DIRECTIONS: Go through the data below line by line. Give only the number of lines that contain "tree".

——

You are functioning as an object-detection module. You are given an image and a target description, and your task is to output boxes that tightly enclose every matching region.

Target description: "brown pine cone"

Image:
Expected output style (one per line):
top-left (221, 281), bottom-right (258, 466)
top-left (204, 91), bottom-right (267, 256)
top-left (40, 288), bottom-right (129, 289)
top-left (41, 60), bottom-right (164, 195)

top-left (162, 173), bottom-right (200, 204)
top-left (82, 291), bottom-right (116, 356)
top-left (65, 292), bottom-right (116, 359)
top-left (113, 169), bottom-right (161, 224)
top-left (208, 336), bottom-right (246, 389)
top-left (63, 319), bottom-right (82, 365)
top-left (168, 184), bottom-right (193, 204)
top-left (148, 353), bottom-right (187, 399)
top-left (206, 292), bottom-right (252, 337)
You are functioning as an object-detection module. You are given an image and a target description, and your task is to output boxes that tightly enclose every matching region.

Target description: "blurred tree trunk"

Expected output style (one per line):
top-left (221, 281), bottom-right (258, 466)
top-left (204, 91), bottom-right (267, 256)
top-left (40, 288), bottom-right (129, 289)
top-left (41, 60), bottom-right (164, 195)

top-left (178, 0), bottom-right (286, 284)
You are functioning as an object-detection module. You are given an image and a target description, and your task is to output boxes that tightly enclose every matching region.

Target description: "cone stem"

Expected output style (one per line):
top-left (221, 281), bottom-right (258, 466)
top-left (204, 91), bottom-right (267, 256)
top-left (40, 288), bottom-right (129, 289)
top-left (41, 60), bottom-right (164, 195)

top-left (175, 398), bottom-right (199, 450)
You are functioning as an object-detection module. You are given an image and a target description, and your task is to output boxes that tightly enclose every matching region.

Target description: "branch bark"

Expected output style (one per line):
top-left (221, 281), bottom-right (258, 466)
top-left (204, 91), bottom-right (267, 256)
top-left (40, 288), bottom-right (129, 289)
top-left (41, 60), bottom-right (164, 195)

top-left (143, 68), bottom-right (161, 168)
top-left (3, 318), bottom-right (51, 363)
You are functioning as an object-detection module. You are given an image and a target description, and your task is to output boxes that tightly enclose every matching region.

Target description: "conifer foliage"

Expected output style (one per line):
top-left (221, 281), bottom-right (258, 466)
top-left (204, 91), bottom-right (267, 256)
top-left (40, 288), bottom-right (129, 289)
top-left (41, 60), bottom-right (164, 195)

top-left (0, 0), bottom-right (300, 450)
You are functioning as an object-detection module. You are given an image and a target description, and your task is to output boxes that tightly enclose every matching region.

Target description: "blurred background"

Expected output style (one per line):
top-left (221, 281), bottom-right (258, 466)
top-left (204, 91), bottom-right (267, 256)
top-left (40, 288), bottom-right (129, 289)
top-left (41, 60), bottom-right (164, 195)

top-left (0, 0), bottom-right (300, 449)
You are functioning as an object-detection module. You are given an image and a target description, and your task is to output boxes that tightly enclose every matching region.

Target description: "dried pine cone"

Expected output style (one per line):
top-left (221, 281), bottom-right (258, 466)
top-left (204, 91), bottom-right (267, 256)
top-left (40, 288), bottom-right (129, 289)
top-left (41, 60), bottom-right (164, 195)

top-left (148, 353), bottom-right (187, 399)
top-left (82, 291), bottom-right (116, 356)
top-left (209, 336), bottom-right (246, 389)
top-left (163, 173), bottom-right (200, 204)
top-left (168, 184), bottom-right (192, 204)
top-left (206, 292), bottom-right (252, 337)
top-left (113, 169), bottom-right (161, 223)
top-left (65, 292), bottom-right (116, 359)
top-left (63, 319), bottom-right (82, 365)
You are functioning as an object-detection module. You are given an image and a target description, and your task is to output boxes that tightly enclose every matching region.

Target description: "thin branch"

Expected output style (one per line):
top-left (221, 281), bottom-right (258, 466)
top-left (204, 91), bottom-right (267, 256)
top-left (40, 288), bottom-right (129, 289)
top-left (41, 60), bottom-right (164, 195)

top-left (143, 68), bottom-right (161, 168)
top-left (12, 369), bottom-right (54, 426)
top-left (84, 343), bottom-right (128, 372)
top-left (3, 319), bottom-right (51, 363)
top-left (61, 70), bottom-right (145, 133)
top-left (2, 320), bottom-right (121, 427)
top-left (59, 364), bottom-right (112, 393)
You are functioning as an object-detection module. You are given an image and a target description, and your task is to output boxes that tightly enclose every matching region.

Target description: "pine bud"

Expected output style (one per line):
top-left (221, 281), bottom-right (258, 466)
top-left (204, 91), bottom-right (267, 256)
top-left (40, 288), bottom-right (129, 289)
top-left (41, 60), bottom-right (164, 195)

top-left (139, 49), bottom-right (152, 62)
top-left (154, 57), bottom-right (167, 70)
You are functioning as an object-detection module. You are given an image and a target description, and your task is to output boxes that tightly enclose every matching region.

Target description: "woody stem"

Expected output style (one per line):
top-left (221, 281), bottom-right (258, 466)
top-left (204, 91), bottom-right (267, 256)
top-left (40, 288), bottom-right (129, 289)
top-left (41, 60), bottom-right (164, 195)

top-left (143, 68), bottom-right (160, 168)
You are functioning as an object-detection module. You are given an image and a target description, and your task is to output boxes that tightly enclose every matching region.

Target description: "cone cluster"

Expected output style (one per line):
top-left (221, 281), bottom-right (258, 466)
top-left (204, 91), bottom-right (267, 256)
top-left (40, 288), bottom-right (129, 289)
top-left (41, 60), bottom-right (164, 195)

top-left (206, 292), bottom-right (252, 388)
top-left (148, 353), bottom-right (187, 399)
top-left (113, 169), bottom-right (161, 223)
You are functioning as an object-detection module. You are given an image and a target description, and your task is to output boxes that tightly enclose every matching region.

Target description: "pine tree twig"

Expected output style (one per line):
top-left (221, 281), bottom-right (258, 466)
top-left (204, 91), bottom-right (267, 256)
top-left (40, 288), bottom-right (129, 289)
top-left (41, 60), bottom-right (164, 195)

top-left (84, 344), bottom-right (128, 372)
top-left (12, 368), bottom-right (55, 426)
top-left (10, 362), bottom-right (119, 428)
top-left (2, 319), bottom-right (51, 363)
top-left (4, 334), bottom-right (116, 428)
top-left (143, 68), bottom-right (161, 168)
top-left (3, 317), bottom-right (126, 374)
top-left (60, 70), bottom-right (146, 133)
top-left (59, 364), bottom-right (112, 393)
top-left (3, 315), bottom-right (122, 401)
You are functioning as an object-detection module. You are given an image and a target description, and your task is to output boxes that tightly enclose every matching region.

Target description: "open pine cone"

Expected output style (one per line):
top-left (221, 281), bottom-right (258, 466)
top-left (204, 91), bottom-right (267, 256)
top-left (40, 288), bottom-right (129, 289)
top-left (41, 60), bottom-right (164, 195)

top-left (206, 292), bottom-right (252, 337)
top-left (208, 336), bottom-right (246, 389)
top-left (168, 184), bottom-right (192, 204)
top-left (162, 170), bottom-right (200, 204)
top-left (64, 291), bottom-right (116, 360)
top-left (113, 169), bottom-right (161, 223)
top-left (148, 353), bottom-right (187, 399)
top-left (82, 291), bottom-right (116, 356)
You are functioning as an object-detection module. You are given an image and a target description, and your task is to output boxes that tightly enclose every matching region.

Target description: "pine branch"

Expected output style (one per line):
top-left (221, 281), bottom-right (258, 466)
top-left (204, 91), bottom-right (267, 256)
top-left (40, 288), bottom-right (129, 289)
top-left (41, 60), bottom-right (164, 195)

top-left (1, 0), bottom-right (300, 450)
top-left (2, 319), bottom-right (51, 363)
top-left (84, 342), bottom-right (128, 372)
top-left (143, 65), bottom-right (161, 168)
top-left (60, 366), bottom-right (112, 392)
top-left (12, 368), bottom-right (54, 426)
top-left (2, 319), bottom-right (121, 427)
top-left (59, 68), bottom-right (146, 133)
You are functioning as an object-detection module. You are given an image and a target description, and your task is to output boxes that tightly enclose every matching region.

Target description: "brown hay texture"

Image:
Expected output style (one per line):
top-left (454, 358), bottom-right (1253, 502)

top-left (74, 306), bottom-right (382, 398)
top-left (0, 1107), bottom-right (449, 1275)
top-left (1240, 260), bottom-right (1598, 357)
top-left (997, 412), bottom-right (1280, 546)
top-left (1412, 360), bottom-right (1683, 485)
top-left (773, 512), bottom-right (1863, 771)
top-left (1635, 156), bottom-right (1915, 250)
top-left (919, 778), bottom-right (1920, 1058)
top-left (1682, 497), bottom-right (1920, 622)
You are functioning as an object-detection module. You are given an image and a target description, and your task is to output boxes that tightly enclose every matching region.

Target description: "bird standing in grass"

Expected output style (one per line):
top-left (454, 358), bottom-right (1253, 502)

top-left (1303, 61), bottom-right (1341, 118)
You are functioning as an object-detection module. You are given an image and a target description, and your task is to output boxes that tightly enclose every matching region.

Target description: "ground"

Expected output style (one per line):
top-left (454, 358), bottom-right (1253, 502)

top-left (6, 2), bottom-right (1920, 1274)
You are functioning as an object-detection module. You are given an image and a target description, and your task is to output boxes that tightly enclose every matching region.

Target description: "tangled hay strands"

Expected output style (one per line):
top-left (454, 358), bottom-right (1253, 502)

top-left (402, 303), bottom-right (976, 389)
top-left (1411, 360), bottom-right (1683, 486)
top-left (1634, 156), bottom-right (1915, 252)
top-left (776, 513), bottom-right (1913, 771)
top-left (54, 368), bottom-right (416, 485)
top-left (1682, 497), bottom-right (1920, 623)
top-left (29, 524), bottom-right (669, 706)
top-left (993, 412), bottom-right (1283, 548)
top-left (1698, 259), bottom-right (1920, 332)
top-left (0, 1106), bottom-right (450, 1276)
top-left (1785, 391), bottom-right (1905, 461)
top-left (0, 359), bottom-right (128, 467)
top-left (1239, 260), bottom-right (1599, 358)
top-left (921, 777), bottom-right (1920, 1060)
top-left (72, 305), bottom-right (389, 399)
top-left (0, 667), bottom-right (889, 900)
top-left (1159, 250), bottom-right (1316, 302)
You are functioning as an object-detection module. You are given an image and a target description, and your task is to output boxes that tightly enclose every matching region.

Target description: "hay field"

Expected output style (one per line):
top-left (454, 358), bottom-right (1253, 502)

——

TASK SOLUTION: 2